**PROVIDED DATA**
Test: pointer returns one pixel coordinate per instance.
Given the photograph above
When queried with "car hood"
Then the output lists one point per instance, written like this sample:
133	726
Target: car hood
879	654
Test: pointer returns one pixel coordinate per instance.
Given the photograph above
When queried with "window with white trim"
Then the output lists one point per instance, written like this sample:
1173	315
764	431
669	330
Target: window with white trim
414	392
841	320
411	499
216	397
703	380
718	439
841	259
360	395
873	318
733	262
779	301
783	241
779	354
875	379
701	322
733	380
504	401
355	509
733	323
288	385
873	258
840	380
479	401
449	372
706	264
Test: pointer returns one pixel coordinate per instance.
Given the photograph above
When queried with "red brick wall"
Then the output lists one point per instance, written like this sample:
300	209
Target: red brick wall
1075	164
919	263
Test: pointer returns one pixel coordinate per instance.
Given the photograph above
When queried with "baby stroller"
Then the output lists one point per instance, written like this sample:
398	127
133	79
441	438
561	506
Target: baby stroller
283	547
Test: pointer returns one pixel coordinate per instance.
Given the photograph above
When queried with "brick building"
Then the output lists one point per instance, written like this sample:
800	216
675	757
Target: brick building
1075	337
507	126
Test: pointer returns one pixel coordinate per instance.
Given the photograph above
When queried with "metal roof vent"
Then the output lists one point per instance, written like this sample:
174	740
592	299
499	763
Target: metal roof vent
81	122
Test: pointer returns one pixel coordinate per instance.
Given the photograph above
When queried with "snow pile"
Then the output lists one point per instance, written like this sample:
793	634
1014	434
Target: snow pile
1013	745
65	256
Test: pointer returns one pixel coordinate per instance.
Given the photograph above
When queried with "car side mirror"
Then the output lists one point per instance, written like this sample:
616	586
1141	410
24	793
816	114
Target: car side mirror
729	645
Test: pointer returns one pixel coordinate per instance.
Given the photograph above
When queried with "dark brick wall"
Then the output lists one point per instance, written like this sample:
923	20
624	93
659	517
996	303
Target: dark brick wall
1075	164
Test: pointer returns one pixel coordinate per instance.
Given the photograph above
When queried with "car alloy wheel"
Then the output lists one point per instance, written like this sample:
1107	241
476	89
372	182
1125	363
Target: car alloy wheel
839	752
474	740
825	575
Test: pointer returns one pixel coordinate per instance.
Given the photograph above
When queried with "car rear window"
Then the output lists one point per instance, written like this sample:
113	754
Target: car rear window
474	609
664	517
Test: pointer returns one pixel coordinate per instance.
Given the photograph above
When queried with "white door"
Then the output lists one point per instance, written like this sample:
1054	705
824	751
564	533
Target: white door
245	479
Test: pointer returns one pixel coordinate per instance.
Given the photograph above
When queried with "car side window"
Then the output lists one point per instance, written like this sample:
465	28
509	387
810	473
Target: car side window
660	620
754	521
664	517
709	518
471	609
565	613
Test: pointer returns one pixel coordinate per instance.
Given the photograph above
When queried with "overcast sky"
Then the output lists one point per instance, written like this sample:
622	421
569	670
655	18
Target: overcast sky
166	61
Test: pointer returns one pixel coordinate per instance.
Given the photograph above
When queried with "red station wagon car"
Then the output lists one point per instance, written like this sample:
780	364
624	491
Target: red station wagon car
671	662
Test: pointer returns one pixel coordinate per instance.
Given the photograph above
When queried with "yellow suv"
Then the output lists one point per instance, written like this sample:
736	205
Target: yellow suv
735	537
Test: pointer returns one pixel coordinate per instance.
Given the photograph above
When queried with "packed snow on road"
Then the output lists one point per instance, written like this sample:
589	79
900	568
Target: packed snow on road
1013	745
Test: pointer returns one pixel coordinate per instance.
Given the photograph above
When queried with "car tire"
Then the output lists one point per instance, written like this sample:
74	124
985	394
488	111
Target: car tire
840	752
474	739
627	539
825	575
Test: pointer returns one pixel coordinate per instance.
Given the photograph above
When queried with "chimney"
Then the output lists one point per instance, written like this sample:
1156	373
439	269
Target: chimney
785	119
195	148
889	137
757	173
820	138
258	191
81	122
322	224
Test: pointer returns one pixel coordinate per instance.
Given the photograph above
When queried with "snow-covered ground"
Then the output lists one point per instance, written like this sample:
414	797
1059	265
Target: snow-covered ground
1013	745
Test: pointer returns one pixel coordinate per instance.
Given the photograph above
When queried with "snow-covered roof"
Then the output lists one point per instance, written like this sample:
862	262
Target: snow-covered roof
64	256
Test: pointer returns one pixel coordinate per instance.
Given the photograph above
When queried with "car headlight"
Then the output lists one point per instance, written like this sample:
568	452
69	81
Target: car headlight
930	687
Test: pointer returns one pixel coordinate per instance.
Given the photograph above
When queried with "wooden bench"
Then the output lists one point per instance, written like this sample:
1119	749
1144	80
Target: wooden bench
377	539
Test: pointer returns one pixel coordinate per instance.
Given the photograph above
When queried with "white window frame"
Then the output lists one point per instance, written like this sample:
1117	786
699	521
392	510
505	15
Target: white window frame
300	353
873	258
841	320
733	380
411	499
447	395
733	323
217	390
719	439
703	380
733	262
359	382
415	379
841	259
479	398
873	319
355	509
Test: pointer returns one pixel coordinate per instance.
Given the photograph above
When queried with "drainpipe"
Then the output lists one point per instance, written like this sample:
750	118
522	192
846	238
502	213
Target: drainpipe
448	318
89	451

**WORK REQUEST**
Would you copy every line of the material exactly?

**EXERCISE RESULT**
Test: pointer returns one pixel coordinate per instance.
Given the photograph above
When queried with "car hood"
Then the output lists one point per instance, written like this sample:
133	726
Target: car hood
879	654
Test: pointer returns one pixel coordinate per instance.
Given the photograph above
When queried with "window with white trim"
Then the output lists one point per instance, written like this sample:
1173	315
764	431
669	330
Target: window with white trim
414	392
841	320
411	499
216	397
703	380
718	439
841	259
360	395
873	318
733	262
779	301
783	241
779	354
875	379
701	322
733	380
504	401
355	509
733	323
288	385
873	258
840	380
479	401
449	372
706	264
Test: pointer returns one pixel coordinate per instance.
Given the photograph above
When queried with "red brick wall"
Then the output lists one point per instance, written like this sample:
300	209
Target: red brick wall
1075	164
919	263
Test: pointer returns one pixel coordinate per instance.
Given the photograph above
When queried with "baby stroller"
Then the output lists one point per instance, written like this sample:
398	127
133	79
441	438
561	506
Target: baby stroller
283	547
Test: pointer returns one pixel coordinate per instance.
Given the photograph above
When queried with "brick building"
Then the output lists one point per instance, written like this sample:
800	216
675	757
Target: brick building
1075	337
507	126
Test: pointer returns one pixel coordinate per instance.
Given the photograph above
When queried with "metal roof vent"
Then the output lists one point per instance, written like this sample:
174	740
592	299
499	763
Target: metal roof vent
81	122
Test: pointer returns one pixel coordinate per instance.
Given the photograph above
When queried with "snow pile"
Then the output lists one point per instance, written like this sample:
793	634
1014	434
Target: snow pile
1013	745
65	256
Test: pointer returns one pixel coordinate per instance.
Given the photograph above
When queried with "car side mirror"
Then the output lists one point per instance, written like this sample:
616	586
1141	410
24	793
816	114
Target: car side mirror
729	645
Test: pointer returns one pixel coordinate per instance.
Given the photograph above
When queried with "dark brick wall"
Then the output lists one point per instance, written like this sample:
923	20
624	93
659	517
996	303
Target: dark brick wall
1075	164
Test: pointer returns one pixel coordinate per instance.
Given the photograph above
When queried with "car alloy wheel"
Then the output lists one point per instance, written like this sample:
1107	241
476	89
372	182
1125	363
Target: car alloy wheel
839	752
474	740
825	575
Test: pointer returns one pixel coordinate per instance.
Given the photograph above
When queried with "car rear window"
Then the output lists one point per instance, written like this sample:
113	754
Target: car rear window
474	609
664	517
Test: pointer returns one pixel coordinate per instance.
Given the photograph above
When queried with "white door"
Then the output lists one point per instance, written like this sample:
1054	705
824	751
564	533
Target: white door
245	479
Test: pointer returns one pixel coordinate per instance.
Given the photograph above
When queried with "car side window"
Then the output lists one point per instance, written like this sample:
465	28
509	387
810	473
Target: car side window
660	620
754	521
664	517
709	518
471	609
565	613
Test: pointer returns one pixel coordinate per instance.
Given the photograph above
When queried with "overcast sky"
Then the output lists one point per instance, written like this sample:
622	421
569	670
655	18
Target: overcast sky
166	61
Test: pointer returns one pixel coordinate per instance.
Given the photograph above
When queried with "red station wagon car"
Then the output lists one point per instance, written like this sample:
780	364
624	491
Target: red station wagon car
671	662
Test: pointer returns one pixel coordinate per instance.
Given the photograph above
When queried with "yellow suv"
Then the output lists one point per instance, written like this sample:
736	205
Target: yellow suv
735	537
Test: pointer returns one pixel coordinate per instance.
Given the photograph above
When queried with "packed snow on road"
Then the output lists one point per instance, written like this sample:
589	79
900	568
Target: packed snow on road
1013	745
Test: pointer returns one pixel coordinate per instance.
Given the photograph above
When queried with "car tire"
Then the output lists one point per instance, written like this sample:
74	124
985	394
488	111
Target: car tire
840	752
474	739
627	539
825	575
Test: pointer returns one pixel coordinate per instance.
Given the photograph above
When queried with "chimney"
Then the output lists one point per instance, written like this sample:
1156	373
439	269
Target: chimney
785	119
195	148
889	137
757	173
820	138
258	191
81	122
322	224
Test: pointer returns one pixel coordinate per instance.
Given the photograph above
When queried with "snow-covered ground"
Then the output lists one point per instance, written like this sample:
414	797
1059	265
Target: snow-covered ground
1013	745
Test: pointer returns one pixel coordinate per instance.
Given the photograph above
When queried with "snow-covered roof"
Then the output lists one point per instance, written like this sample:
862	262
Target: snow-covered roof
64	256
Test: pointer returns one pixel coordinate per instance.
Given the photograph above
When queried with "car headlight"
Then the output lists one point per instance, written like this sample:
568	452
69	81
Target: car headlight
930	687
Test: pointer returns one pixel coordinate per instance.
Given the photograph above
When queried with "wooden bench"
Then the output lists one point per instance, written like this sample:
1119	749
1144	80
Target: wooden bench
377	539
Test: pointer returns one pixel coordinate per instance.
Given the photograph above
When queried with "white window frame"
Then the output lists one point per instance, written like this sample:
1117	786
699	521
392	510
505	15
Target: white window frame
300	353
873	258
841	320
733	380
411	499
447	395
733	323
217	390
719	439
703	380
733	262
359	382
415	379
841	259
479	398
873	319
355	509
Test: pointer returns one pixel coordinate per instance.
Given the photograph above
When queried with "drainpipe"
Then the output lists one point per instance, written like this sample:
750	118
522	192
846	238
502	213
Target: drainpipe
448	318
89	451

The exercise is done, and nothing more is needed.